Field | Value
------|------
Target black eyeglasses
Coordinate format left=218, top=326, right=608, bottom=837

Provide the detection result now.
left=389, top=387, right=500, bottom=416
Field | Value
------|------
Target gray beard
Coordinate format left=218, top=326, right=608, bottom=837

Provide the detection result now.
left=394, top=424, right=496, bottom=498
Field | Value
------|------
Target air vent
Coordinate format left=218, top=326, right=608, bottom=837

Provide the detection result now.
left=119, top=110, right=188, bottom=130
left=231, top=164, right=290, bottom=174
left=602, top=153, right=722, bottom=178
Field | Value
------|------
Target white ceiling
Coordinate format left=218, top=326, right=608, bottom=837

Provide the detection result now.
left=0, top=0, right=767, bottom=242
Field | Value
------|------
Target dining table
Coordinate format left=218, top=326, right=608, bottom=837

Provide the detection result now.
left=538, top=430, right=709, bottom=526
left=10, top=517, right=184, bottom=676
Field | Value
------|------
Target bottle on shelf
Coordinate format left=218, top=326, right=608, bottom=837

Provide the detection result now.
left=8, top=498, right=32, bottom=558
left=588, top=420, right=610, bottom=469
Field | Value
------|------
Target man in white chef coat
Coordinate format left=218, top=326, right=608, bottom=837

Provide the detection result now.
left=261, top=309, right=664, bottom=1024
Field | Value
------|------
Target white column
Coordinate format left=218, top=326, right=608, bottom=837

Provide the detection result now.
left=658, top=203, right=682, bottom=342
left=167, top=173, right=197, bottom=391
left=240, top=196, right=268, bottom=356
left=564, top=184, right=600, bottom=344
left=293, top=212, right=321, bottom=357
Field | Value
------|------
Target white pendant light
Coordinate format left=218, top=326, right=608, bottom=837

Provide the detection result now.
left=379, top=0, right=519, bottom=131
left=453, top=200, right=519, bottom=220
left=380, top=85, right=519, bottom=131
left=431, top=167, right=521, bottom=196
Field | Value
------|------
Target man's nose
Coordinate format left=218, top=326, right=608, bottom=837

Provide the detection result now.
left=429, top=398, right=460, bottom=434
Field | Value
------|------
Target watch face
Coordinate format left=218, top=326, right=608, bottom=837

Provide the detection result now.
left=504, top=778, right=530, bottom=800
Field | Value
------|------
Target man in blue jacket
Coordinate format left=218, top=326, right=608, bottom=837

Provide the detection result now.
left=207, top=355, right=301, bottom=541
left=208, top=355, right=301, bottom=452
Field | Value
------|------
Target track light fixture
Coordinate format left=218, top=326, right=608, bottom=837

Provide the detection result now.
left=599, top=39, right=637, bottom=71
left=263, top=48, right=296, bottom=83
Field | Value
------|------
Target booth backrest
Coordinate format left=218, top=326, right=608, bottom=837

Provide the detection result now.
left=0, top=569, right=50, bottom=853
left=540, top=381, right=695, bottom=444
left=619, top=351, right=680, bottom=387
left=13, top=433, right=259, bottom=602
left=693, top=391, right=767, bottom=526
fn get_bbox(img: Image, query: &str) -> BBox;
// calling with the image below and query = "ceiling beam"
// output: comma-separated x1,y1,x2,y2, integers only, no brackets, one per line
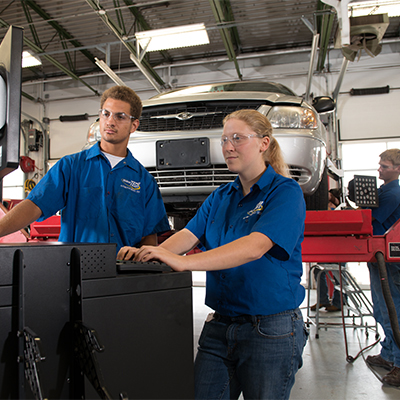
86,0,166,92
124,0,172,62
315,1,335,72
209,0,243,80
21,0,95,64
0,18,100,96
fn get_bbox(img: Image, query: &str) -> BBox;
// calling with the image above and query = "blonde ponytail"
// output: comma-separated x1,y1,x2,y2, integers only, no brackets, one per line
223,110,290,178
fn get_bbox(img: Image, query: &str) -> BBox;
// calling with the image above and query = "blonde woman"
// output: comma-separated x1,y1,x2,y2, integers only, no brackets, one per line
118,110,307,399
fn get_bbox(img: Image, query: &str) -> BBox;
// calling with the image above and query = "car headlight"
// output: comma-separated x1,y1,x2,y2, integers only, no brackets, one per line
86,118,101,143
267,106,318,129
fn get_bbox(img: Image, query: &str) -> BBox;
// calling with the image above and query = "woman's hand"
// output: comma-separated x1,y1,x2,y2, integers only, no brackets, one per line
117,246,187,271
117,246,139,260
134,246,188,271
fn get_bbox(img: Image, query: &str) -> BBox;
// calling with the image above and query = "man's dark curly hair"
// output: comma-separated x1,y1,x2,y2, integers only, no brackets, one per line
100,86,142,119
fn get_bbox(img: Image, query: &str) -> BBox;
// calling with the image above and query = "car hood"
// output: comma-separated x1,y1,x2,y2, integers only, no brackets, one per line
143,91,303,108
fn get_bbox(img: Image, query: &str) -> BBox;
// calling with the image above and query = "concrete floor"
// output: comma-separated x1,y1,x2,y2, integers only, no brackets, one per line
193,287,400,400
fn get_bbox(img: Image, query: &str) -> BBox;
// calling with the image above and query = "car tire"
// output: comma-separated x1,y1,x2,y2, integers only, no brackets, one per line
304,168,329,211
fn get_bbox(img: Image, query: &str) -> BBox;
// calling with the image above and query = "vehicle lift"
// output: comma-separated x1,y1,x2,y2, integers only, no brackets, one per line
302,209,400,362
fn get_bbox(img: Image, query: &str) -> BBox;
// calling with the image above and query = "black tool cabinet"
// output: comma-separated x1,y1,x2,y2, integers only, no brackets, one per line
0,243,194,399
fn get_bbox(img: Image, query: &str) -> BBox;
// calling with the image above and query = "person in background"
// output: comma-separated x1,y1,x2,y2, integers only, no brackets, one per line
118,110,308,399
310,189,342,312
0,86,170,251
366,149,400,386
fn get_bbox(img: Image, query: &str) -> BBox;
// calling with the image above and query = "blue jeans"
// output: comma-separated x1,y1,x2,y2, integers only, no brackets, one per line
314,264,345,309
368,263,400,368
195,309,308,400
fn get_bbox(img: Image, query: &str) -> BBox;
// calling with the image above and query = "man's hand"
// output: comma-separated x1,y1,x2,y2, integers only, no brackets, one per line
117,246,139,260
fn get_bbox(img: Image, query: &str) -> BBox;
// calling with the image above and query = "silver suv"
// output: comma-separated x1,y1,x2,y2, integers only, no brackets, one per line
86,81,334,217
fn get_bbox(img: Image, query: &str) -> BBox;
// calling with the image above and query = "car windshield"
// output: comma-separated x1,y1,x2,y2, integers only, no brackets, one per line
153,81,296,99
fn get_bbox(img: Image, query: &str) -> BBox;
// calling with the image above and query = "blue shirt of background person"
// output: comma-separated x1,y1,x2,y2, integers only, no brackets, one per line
372,179,400,235
365,149,400,387
186,166,305,316
118,110,307,400
0,86,169,251
28,143,169,250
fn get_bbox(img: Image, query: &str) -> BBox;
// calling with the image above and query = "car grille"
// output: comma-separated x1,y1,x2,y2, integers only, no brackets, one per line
148,164,310,190
139,100,265,132
148,164,237,189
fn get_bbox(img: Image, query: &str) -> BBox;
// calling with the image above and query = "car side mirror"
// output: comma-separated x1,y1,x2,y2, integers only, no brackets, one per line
313,96,336,114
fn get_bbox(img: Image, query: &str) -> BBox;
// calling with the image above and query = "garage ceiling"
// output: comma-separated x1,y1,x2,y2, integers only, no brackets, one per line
0,0,400,92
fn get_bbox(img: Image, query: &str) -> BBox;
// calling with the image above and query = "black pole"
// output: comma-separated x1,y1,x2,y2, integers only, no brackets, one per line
375,251,400,349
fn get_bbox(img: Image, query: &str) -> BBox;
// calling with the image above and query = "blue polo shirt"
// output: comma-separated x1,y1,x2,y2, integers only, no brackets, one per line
28,144,170,251
186,166,305,316
371,179,400,235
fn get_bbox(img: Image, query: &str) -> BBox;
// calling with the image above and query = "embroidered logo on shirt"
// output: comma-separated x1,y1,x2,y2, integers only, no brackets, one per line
121,179,140,192
243,200,264,219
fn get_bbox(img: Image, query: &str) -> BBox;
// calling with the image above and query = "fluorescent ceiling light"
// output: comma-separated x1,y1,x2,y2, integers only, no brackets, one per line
135,24,210,51
348,0,400,17
22,51,42,68
94,57,126,86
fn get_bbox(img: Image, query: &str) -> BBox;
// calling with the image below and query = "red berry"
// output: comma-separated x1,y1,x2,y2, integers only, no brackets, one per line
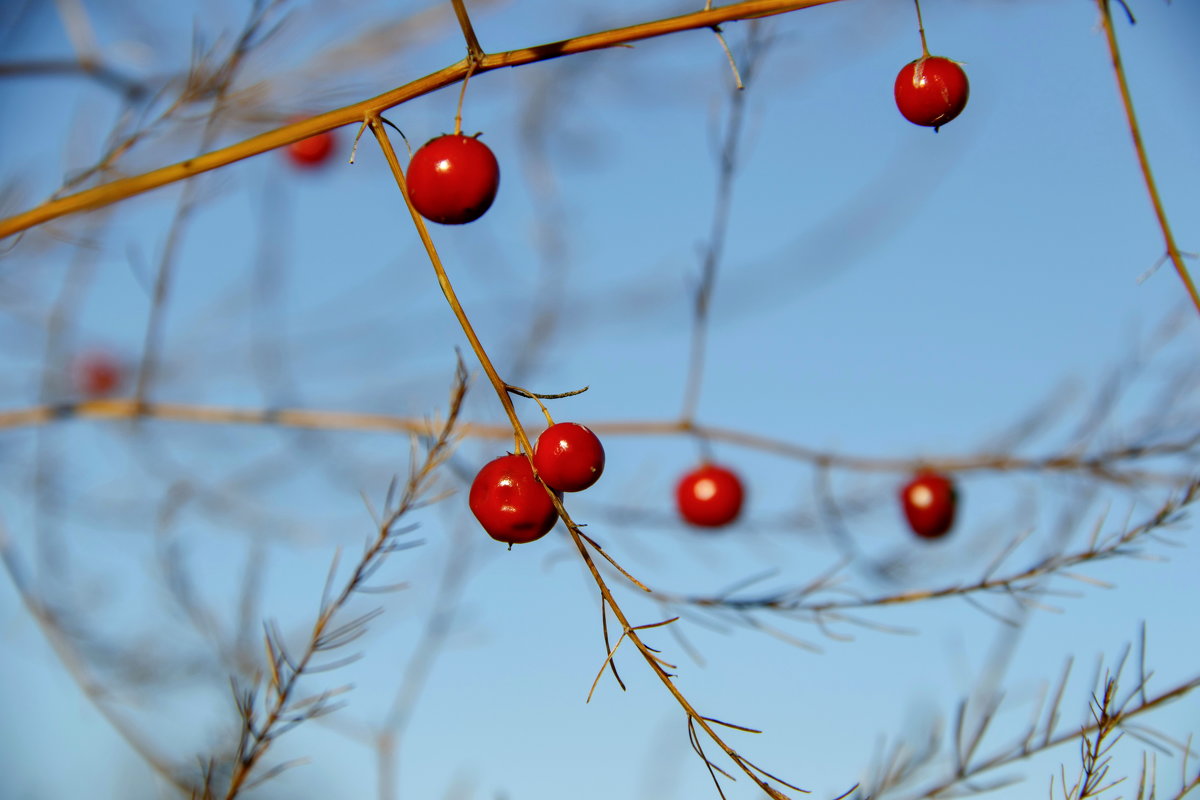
900,470,958,539
288,131,334,168
676,464,745,528
468,455,558,545
533,422,604,492
73,350,121,397
895,55,971,130
407,133,500,225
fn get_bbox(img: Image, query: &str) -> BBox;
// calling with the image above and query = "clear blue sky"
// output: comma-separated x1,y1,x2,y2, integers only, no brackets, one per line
0,0,1200,800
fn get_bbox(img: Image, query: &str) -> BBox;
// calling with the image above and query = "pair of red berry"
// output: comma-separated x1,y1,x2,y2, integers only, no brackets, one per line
467,422,604,546
676,464,958,539
71,350,125,398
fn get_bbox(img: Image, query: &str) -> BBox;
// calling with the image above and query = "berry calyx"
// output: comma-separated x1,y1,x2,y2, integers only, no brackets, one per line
533,422,604,492
676,464,745,528
467,455,558,545
895,55,971,131
287,131,334,169
72,350,124,397
900,470,959,539
406,133,500,225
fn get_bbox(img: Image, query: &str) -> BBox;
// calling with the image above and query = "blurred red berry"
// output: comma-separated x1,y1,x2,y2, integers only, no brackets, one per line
676,464,745,528
287,131,334,169
900,470,959,539
73,350,124,397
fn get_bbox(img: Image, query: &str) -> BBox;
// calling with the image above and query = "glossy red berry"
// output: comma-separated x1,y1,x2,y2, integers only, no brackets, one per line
407,133,500,225
900,470,958,539
895,55,971,130
468,455,558,545
533,422,604,492
676,464,745,528
287,131,334,169
73,350,124,397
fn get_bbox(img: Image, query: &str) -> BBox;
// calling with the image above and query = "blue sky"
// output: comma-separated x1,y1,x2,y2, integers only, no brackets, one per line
0,0,1200,800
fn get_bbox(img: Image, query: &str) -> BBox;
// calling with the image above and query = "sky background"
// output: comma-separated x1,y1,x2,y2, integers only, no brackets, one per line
0,0,1200,800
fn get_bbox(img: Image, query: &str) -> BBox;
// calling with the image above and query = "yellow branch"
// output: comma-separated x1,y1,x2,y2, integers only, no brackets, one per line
0,0,839,239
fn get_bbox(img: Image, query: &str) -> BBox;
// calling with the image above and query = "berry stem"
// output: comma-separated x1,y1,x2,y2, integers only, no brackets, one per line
450,0,485,62
912,0,929,59
367,116,533,453
1096,0,1200,312
367,115,796,800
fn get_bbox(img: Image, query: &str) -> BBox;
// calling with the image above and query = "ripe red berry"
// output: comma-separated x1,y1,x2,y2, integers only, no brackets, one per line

## SET PROBLEM
Render the listing from its first line through the line containing "left=588, top=420, right=610, bottom=469" as a numbered list, leaving out any blank lines.

## WORKED SOLUTION
1. Field | Value
2. ------|------
3. Target black eyeglasses
4. Coordinate format left=218, top=326, right=608, bottom=837
5. Provide the detection result now.
6. left=389, top=387, right=500, bottom=416
7. Field | Value
8. ------|------
9. Target gray beard
10. Coordinate format left=218, top=326, right=608, bottom=837
11. Provide the detection result now.
12. left=394, top=424, right=496, bottom=498
13. Field | Value
14. ------|------
15. Target air vent
16. Coordinate format left=218, top=326, right=608, bottom=837
17. Provide the detection result now.
18. left=119, top=110, right=188, bottom=130
19. left=231, top=164, right=290, bottom=174
20. left=602, top=153, right=722, bottom=178
21. Field | Value
22. ------|------
23. Target white ceiling
24. Coordinate format left=218, top=326, right=608, bottom=837
25. Provide the detection result now.
26. left=0, top=0, right=767, bottom=242
27. Field | Value
28. ------|------
29. Target dining table
30. Coordinate format left=218, top=326, right=608, bottom=837
31. Provide the detection result now.
32. left=538, top=430, right=709, bottom=526
33. left=10, top=517, right=184, bottom=676
34. Field | Value
35. ------|------
36. Target bottle on shelf
37. Coordinate format left=218, top=326, right=608, bottom=837
38. Provide the detection result now.
39. left=8, top=498, right=32, bottom=558
40. left=588, top=420, right=610, bottom=469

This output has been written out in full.